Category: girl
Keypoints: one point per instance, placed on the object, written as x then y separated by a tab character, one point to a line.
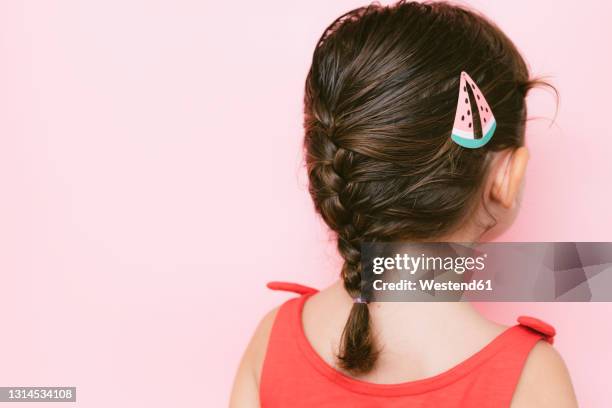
392	154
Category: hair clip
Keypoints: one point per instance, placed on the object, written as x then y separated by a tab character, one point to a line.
463	128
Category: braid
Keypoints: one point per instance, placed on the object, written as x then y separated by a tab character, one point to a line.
379	104
330	166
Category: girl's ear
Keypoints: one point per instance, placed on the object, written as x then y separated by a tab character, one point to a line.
508	177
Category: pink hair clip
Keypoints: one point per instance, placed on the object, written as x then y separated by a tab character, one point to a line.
463	127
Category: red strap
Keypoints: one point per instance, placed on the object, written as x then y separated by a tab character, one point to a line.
291	287
543	328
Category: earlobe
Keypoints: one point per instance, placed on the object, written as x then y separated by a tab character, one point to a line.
517	168
509	177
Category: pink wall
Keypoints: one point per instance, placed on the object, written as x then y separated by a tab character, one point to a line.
152	183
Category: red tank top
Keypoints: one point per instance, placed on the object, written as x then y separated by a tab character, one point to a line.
294	375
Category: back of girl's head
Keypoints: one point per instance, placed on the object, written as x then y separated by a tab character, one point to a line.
379	104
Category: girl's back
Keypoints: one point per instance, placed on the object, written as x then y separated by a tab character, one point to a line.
470	362
414	128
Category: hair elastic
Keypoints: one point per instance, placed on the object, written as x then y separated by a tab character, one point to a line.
463	127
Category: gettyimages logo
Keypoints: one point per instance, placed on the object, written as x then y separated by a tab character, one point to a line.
500	271
415	264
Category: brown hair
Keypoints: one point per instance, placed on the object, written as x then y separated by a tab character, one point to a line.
379	104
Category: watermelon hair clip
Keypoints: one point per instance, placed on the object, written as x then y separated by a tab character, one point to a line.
463	128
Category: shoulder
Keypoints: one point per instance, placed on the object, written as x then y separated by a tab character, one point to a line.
245	392
545	381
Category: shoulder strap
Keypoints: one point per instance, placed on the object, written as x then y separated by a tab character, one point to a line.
545	330
291	287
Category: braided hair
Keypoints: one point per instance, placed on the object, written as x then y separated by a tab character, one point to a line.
379	105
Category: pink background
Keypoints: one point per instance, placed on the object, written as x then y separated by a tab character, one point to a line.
152	183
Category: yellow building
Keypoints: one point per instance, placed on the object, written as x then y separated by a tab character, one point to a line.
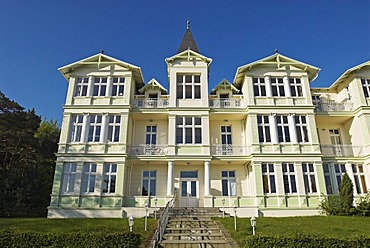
267	143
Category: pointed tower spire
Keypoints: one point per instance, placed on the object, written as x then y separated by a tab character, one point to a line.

------------

Task goal
Copy all of the material above word for word, but leave out the pictures.

Written answer
Category: girl
Keypoints: one point per instance, placed on the object, written as x then y separated by a tab character, one point to a line.
392	154
Category: hair clip
Keypoints: one point per instance, placed on the object, written as x then y separated by a tab character, one point to a line.
463	128
Category: braid
Keypoints: one point per instance, placed on the object, written as x then y separated by a tab character, one point to a line.
379	104
330	166
Category: girl's ear
Keypoints: one point per instance, placed on the object, written as x then y separated by a tab character, one point to a line.
508	177
Category: pink hair clip
Keypoints: one point per instance, placed on the object, written as x then y separated by a tab character, one point to a line.
463	127
Category: red strap
Keypoints: one point per instance, placed on the object, written as x then y separated by a tab character, one point to a line.
291	287
543	328
Category: earlobe
Keypoints: one point per instance, placed on the object, written as x then y separated by a tab character, one point to a line.
517	168
509	177
Category: pink wall
Keypoints: one point per instance, placed on the object, written as x then y separated by a tab character, one point to a line.
152	183
Category: red tank top
Keypoints: one point per instance, placed on the object, written as x then y separated by a tab character, one point to a line.
294	375
Category: back of girl's head
Keypoints: one point per instance, placed on the object, written as x then y separated by a tab character, one point to a line.
379	104
Category: girl's back
Keypoints: one point per instance, placed on the object, written as x then y separated by a tab character, one point to a line.
470	362
414	128
Category: hair elastic
Keypoints: one point per instance, placed on the object, written as x then y separated by a tab character, one point to a line.
463	127
Category: gettyimages logo
Keypoints: one point per instance, placed on the object, written as x then y separated by a tab character, one point to a line.
500	271
415	264
Category: brown hair
Keypoints: one point per instance, placed on the object, written as x then y separated by a tab character, one point to a line.
379	104
Category: watermelon hair clip
Keypoints: one point per instance, placed on the object, written as x then y separated by a tab character, one point to a line.
463	128
Category: shoulder
Keypoints: one point per instance, placed on the object, written as x then y separated by a tab character, one point to a line.
245	392
545	381
Category: shoulder strap
Keypoints: one point per instance, placed on the object, written as x then y separated by a tab character, one point to a line.
545	330
291	287
Category: braided hair
Keypoints: one point per instance, placed on the object, written as x then y separated by a tab character, one point to a line.
379	105
Category: pink background
Keypoints: one point per instance, placed on the object, written as x then y separated by a tab character, one point to a line.
152	183
Category: yellow building
Keypoints: one point per instance, placed on the object, written as x then y separated by a tab character, one point to a line.
267	143
Category: pointed tower spire
Keypoints: one point per instance, placed on the object, written as x then y separated by a tab character, one point to a line.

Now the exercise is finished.